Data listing

------------

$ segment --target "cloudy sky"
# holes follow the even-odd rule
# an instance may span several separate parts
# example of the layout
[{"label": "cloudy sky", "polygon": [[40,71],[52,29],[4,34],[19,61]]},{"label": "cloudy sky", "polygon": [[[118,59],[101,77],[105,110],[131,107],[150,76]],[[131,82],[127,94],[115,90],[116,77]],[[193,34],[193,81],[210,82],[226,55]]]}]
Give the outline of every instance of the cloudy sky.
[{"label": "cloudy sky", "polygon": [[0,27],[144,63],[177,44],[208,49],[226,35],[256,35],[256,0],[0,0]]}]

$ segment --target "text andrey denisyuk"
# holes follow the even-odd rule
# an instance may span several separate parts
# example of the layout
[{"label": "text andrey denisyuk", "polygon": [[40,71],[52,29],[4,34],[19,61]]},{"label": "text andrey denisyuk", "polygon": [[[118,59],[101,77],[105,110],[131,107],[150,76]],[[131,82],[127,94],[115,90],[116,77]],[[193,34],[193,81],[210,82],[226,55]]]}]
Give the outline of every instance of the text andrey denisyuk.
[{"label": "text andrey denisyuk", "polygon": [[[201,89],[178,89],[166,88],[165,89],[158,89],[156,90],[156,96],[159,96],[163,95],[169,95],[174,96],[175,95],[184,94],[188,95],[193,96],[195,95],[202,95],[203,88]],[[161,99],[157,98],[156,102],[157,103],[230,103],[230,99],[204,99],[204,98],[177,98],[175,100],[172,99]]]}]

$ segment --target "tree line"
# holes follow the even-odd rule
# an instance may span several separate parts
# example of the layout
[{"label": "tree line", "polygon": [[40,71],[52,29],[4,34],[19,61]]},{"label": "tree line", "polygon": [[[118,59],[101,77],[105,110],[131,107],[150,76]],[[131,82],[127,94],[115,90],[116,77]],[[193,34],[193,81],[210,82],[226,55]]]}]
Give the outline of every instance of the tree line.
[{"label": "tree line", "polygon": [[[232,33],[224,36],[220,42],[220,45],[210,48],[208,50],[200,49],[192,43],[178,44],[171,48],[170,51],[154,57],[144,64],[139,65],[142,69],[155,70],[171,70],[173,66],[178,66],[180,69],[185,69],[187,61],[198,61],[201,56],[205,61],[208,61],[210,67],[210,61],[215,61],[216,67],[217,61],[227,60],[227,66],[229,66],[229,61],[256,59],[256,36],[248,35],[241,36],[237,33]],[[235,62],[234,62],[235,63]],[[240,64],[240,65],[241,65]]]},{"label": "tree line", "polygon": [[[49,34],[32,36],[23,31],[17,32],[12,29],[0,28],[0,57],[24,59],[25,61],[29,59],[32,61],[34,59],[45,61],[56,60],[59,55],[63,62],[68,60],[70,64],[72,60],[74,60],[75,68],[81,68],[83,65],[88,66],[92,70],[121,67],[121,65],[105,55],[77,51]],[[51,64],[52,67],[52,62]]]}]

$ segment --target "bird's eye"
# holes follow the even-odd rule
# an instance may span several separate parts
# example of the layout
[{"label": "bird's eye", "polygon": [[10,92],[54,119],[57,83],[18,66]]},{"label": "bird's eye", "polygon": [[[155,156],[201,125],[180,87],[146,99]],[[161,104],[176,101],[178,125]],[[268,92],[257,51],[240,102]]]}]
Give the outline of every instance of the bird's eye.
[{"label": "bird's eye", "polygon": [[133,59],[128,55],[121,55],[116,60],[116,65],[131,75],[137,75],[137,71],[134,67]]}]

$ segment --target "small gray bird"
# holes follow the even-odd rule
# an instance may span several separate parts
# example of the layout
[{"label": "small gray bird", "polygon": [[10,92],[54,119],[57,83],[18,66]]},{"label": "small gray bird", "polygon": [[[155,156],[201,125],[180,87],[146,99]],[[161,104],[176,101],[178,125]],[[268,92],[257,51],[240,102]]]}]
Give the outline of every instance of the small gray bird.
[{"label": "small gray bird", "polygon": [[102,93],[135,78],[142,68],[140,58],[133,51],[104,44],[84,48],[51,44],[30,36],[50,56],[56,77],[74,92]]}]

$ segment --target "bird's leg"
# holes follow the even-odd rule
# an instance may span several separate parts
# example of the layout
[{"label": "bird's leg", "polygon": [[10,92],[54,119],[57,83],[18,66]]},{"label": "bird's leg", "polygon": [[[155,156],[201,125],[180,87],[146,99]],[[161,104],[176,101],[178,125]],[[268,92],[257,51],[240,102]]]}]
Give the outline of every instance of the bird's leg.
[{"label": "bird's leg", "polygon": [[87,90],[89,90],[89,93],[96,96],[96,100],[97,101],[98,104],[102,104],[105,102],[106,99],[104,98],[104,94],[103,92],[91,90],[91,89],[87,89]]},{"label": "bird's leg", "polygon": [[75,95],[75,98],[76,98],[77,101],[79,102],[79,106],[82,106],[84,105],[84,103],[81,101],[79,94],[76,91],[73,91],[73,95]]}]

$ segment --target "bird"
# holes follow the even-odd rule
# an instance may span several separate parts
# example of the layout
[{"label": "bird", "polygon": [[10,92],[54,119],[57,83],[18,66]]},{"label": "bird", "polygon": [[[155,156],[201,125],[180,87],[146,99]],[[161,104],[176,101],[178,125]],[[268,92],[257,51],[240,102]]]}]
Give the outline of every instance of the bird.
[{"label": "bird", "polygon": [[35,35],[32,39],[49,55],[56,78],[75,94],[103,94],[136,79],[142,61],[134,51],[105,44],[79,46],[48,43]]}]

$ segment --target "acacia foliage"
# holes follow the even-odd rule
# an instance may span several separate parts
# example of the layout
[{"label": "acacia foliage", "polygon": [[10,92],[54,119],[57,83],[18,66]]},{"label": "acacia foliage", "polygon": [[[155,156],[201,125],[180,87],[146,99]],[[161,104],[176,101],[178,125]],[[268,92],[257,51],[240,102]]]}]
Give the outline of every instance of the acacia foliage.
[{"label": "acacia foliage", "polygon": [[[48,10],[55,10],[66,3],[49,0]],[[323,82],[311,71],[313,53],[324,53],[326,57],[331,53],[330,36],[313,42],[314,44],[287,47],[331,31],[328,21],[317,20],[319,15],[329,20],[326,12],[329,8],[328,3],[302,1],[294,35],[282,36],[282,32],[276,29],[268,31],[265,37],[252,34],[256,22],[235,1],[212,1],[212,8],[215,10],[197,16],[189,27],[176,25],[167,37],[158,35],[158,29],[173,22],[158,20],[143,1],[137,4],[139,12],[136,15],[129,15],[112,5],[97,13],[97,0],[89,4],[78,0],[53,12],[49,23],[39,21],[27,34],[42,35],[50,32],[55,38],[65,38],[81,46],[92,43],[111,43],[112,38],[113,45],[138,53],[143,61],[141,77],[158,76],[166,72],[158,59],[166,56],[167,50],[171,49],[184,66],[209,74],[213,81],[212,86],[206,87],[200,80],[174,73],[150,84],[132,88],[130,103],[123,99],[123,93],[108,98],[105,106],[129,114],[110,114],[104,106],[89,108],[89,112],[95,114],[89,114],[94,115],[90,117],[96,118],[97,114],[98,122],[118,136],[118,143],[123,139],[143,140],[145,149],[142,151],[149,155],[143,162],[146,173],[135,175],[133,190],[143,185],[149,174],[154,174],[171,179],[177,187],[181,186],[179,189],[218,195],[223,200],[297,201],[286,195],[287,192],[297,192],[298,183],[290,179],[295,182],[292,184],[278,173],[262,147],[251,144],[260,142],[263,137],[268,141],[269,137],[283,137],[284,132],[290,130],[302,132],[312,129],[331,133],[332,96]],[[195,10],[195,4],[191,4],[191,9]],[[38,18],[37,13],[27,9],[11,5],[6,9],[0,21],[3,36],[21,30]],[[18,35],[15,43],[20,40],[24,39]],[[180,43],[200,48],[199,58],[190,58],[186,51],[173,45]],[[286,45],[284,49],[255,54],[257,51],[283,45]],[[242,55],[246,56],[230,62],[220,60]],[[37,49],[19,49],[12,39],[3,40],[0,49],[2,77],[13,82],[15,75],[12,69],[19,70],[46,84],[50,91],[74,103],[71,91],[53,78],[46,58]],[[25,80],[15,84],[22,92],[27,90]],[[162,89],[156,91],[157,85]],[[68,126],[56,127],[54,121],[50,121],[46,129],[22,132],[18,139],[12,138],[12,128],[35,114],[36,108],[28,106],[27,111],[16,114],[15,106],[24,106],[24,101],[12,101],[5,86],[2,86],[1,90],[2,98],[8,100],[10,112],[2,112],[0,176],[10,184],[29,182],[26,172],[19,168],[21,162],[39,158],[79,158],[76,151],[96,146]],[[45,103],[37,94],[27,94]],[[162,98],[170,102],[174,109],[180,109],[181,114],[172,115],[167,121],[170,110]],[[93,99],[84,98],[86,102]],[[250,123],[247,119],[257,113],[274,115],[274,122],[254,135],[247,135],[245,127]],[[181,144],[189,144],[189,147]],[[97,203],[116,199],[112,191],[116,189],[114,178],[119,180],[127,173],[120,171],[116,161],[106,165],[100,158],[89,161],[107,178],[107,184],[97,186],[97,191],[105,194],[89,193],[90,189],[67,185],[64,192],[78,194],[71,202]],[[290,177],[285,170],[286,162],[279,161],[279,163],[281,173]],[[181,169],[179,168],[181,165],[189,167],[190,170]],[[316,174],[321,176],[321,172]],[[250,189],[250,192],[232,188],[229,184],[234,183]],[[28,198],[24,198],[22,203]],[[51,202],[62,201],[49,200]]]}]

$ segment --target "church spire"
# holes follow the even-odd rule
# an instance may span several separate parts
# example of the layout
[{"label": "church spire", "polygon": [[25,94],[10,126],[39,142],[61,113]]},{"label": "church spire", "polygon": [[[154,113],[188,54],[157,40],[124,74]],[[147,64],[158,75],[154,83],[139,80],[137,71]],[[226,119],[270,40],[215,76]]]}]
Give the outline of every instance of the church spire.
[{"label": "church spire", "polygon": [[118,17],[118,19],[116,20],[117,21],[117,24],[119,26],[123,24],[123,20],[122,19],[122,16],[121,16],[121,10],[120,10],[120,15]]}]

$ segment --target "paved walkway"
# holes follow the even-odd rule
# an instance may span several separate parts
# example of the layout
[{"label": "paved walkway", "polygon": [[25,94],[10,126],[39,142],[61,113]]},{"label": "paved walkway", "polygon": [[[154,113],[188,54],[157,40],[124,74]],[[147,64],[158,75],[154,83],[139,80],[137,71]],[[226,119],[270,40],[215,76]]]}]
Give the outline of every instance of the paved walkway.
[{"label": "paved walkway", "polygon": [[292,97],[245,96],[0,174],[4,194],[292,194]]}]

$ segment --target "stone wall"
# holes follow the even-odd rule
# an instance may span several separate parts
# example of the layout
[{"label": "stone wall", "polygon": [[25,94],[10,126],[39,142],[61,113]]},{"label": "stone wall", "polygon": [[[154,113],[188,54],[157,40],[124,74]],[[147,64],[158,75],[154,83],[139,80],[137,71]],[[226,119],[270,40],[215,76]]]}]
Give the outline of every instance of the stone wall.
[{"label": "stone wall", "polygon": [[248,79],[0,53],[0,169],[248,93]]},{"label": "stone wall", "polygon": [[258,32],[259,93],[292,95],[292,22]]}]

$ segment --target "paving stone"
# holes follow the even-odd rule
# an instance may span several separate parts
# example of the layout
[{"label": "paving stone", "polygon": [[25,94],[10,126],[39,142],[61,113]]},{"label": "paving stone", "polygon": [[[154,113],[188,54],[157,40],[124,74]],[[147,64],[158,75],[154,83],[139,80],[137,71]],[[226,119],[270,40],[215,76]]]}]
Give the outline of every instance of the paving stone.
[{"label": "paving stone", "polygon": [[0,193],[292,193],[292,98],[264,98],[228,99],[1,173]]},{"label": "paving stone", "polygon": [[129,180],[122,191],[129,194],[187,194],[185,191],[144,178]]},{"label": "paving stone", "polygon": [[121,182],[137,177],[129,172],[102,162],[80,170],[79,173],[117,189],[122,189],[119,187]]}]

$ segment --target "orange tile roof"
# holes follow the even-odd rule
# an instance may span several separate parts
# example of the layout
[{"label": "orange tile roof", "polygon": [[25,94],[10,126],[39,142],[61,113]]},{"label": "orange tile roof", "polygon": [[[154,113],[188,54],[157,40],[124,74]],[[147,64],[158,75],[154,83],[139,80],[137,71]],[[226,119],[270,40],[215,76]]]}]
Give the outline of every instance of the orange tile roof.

------------

GIVEN EXERCISE — Extract every line of the records above that contains the string "walkway".

RESPONSE TO THIS TASK —
$ segment --target "paved walkway"
[{"label": "paved walkway", "polygon": [[25,94],[10,126],[39,142],[61,113]]},{"label": "paved walkway", "polygon": [[[154,113],[188,54],[157,40],[124,74]],[[147,64],[158,75],[154,83],[139,80],[137,71]],[[226,119],[270,40],[215,76]]]}]
Give the outline of every instance of the paved walkway.
[{"label": "paved walkway", "polygon": [[292,97],[245,96],[0,174],[4,194],[292,194]]}]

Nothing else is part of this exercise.